What you need to do -
1 - Using the opinion piece on Britain's ethnic minorities and the coronavirus, say whether each statement agrees with it, answering yes or no and quoting the deciding words: (a) Mr. Thiyakumar had worked at the shop for 20 years. (b) The government supplied him with personal protective equipment. (c) Ethnic minorities make up 33 percent of the population.
2 - In the opinion piece on Britain's ethnic minorities and the coronavirus, how old was Maruthalingam Thiyakumar?

Supplied passage -
++++++

Britain's Ethnic Minorities Are Being Left for Dead
The government could have predicted, and perhaps prevented, many deaths. It did not.
By Sonia Faleiro
Ms. Faleiro is a journalist.
May 22, 2020, 1:00 a.m. ET
LONDON In early April, Maruthalingam Thiyakumar, a 58-year-old employee of the corner shop in my neighborhood in South London, died from the coronavirus.
While some of my neighbors and I were able to follow Prime Minister Boris Johnsons injunction to stay at home and save lives, Mr. Thiyakumar continued to provide toilet paper and tea bags to the anxious customers who crowded the tiny shop where he had worked for 20 years. The government had designated him a key worker but failed to give him personal protective equipment. He was exposed to a deadly virus and left to fend for himself.
Mr. Thiyakumars fate is tragic and typical. The pandemic may affect us all, but its effects are not equal. In Britain, which has the highest death toll from the coronavirus after the United States, they are unfolding to reveal a gross inequality. As in America, ethnic minorities exposed at work and subject to social neglect are disproportionately falling victim. And the government is doing little to stop it.
The ethnic divides in the data are stark. In England and Wales, according to a recent report, black people are nearly twice as likely to die of the coronavirus as white people, while Indians, Bangladeshis and Pakistanis are also at a significantly higher risk. Thirty-three percent of critically ill coronavirus patients are from ethnic minorities, another study found. Given that ethnic minorities make up only 19.5 percent of the population and are on average younger than white Britons, the figures are damning.

++++++

Saved entries:
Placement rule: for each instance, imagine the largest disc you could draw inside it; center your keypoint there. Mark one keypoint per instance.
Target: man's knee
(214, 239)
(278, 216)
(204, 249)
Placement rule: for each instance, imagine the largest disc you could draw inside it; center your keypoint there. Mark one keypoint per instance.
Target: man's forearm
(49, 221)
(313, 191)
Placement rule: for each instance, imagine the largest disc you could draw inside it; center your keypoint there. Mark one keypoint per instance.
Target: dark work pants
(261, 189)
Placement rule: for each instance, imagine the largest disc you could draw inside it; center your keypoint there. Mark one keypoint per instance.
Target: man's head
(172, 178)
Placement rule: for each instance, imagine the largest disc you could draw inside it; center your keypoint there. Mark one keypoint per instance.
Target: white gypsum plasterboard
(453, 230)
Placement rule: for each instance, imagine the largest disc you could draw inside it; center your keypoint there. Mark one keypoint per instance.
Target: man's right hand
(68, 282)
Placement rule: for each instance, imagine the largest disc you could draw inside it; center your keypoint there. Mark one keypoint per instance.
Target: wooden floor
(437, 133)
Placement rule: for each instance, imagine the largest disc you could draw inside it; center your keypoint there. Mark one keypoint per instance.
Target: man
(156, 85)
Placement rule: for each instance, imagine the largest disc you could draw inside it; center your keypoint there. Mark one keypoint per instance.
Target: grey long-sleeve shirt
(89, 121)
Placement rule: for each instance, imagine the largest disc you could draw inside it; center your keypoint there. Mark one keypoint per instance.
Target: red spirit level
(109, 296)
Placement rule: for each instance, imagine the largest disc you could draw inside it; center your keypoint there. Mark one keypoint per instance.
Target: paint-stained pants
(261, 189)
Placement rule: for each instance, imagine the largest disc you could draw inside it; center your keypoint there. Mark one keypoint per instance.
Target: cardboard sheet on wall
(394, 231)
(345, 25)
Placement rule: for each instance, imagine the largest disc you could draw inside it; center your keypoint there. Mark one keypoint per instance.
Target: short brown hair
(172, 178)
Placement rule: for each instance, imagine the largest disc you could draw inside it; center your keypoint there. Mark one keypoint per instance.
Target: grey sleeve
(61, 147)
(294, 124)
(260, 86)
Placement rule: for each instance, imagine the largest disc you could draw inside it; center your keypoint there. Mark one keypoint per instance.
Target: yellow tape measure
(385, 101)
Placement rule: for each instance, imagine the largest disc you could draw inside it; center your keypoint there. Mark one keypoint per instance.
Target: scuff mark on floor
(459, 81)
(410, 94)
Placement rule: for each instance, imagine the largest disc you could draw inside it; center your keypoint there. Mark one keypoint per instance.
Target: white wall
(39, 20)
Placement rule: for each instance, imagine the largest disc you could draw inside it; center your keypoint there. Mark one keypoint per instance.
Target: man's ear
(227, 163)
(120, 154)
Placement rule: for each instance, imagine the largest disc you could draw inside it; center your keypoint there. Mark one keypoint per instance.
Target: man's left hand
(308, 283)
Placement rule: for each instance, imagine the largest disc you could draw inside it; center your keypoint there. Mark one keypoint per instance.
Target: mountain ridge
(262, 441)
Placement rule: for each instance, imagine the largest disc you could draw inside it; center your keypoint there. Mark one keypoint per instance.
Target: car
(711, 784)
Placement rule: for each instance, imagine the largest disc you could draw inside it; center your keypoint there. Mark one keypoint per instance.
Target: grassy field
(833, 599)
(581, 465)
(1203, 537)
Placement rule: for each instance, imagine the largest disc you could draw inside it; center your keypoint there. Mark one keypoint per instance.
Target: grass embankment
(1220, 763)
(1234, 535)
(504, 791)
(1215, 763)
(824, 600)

++++++

Solutions to the problems -
1 -
(a) Yes: "the tiny shop where he had worked for 20 years"
(b) No: "failed to give him personal protective equipment"
(c) No: "ethnic minorities make up only 19.5 percent of the population"

2 - He was 58 years old.